Exercise requirements
1. Please quote the PPP loan passage from "The bulk of" up to and including "overall loan estimate.".
2. Answer these questions about the PPP loan passage:
(a) How high were some of the loans, according to the federal government's data release?
(b) For loans above $150,000, which amount in each bracket was assumed?
(c) How many weeks do businesses have to report the number of jobs saved?
3. Render this sentence from the PPP loan passage in Spanish: "We then divided the total by the state’s population to determine which states received the most dollars per person."

The mission of the PPP is to help small businesses keep the lights on and workers employed with forgivable loans. However, the federal government’s release of data on the companies getting loans — some as high as $10 million — raised some eyebrows. After all, Kanye West’s Yeezy brand is hardly a mom-and-pop store.
It begged the question: Were the PPP loans fairly distributed, and who received them? Are some states receiving more than their share?
We examined data from early July to determine which states have received the most in PPP funds, and which got the least.
The bulk of our data came from the U.S. Treasury’s release on PPP loan level data, which it released in two categories. Loans of less than $150,000 specified an exact dollar amount that we added to the state’s total loan amount. For loans higher than $150,000, rather than provide a specific dollar value, the Treasury provided brackets:
- $5 million – $10 million
- $2 million – $5 million
- $1 million – $2 million
- $350,000 – $1 million
- $150,000 – $350,000
For each bracket, we assumed the lowest amount, since we can safely say they received at least that much. We then combined the “under $150,000” and “above $150,000” loan totals for each state, providing an overall loan estimate.
We then divided the total by the state’s population to determine which states received the most dollars per person. From a regional perspective, Northeast and Midwest businesses won the most in funds for residents — making up most of the top 10.
We also took from this data the number of jobs reportedly saved and the total number of loans issued per state. Not all businesses have reported the number of jobs saved by their loans, but have 26 weeks to do so, so the numbers may change.

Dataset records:
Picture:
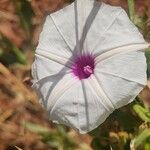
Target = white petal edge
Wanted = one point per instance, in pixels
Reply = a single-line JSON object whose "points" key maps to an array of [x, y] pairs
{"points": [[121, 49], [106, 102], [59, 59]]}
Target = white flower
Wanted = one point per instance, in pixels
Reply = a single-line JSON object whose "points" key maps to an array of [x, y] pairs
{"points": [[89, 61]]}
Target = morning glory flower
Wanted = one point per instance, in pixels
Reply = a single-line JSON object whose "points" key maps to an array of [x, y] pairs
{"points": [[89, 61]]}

--

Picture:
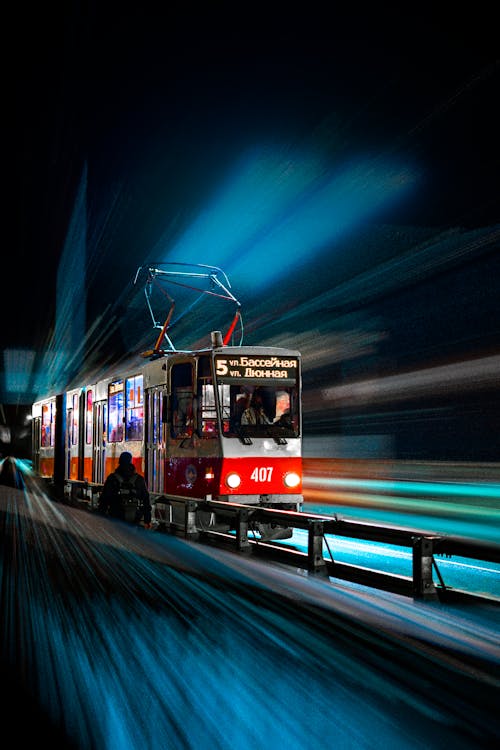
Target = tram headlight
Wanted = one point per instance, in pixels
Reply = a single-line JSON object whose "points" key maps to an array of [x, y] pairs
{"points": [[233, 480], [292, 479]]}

The responses
1.
The bulk of our data came from the U.S. Treasury’s release on PPP loan level data, which it released in two categories. Loans of less than $150,000 specified an exact dollar amount that we added to the state’s total loan amount. For loans higher than $150,000, rather than provide a specific dollar value, the Treasury provided brackets:
- $5 million – $10 million
- $2 million – $5 million
- $1 million – $2 million
- $350,000 – $1 million
- $150,000 – $350,000
For each bracket, we assumed the lowest amount, since we can safely say they received at least that much. We then combined the “under $150,000” and “above $150,000” loan totals for each state, providing an overall loan estimate.

2.
(a) As high as $10 million.
(b) The lowest amount.
(c) 26 weeks.

3. Luego dividimos el total entre la población del estado para determinar qué estados recibieron más dólares por persona.